Work to be completed ->
Render the lines between the one containing "Output an exact, pixel-level" and the one containing "positive clicks: (1013, 460) (1048, 455)", inclusive, as a JSON list of strings with one string per line and blank lines omitted.
------------------------------------
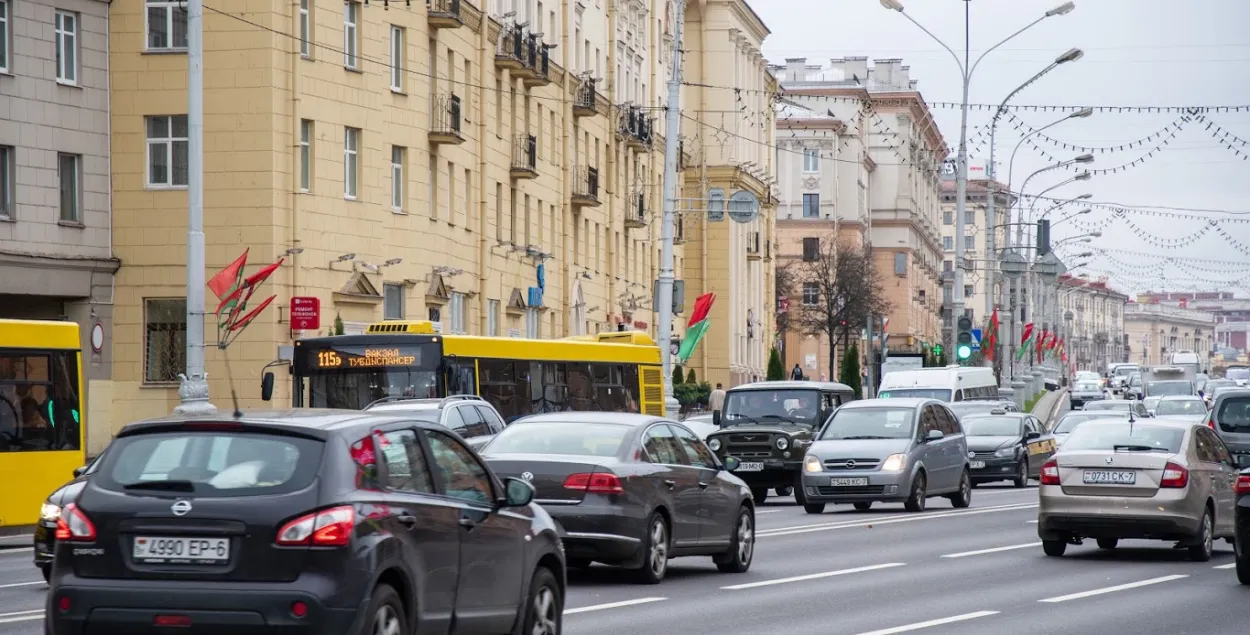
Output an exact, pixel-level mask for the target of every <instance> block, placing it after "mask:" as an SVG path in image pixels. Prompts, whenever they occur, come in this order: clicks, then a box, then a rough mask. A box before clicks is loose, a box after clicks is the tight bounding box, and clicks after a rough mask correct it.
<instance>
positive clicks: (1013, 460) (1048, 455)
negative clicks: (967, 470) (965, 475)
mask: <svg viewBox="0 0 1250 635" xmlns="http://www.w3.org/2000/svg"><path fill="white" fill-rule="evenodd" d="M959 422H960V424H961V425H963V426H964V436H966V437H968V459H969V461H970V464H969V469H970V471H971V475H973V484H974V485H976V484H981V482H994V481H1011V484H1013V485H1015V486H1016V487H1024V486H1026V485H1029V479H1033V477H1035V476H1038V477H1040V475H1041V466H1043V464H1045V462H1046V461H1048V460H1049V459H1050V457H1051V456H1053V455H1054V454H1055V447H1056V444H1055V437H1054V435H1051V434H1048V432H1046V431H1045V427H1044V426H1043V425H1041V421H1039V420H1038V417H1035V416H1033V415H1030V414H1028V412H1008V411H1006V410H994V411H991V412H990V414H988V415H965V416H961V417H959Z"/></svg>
------------------------------------
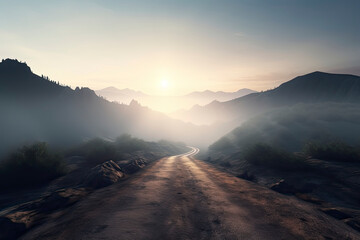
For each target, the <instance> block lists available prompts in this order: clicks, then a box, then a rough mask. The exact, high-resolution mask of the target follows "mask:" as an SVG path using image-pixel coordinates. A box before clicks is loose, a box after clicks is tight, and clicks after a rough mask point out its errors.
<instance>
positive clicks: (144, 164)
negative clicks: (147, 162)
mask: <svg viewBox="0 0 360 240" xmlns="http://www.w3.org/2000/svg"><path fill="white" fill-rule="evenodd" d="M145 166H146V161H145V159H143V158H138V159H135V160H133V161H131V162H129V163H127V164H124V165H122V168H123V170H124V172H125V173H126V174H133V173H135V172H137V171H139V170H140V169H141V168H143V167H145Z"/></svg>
------------------------------------
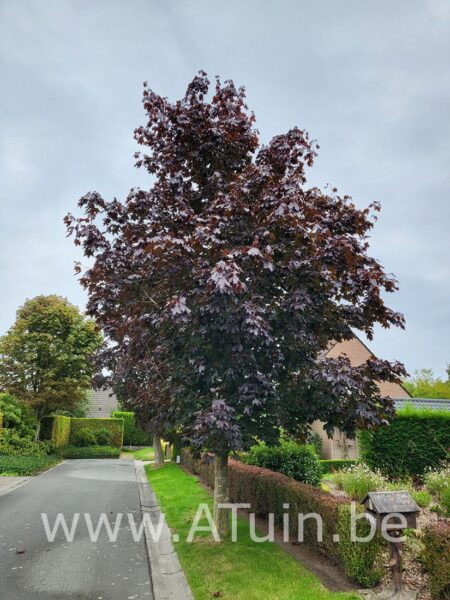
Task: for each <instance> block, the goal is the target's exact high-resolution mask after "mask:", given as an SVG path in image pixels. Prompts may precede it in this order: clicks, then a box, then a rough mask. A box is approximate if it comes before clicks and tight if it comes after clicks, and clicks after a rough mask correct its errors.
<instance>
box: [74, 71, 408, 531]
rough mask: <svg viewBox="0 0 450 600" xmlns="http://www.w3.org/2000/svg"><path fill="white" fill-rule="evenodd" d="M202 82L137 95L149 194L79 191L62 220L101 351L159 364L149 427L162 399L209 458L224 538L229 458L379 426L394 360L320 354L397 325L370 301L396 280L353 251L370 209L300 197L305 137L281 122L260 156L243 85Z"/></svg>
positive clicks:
------------------------------------
Written reply ->
[
  "Output an exact, pixel-level mask for the target of every <instance> block, placing it after \"mask:\" as an SVG path in image pixels. Prompts, whenever they occur, come in this order: clicks, then a box, then a rough mask. A box before clicks is loose, a box after clicks is the tight bounding box, and clicks after a rough mask correct it.",
  "<instance>",
  "positive clicks: (1013, 460) (1048, 455)"
]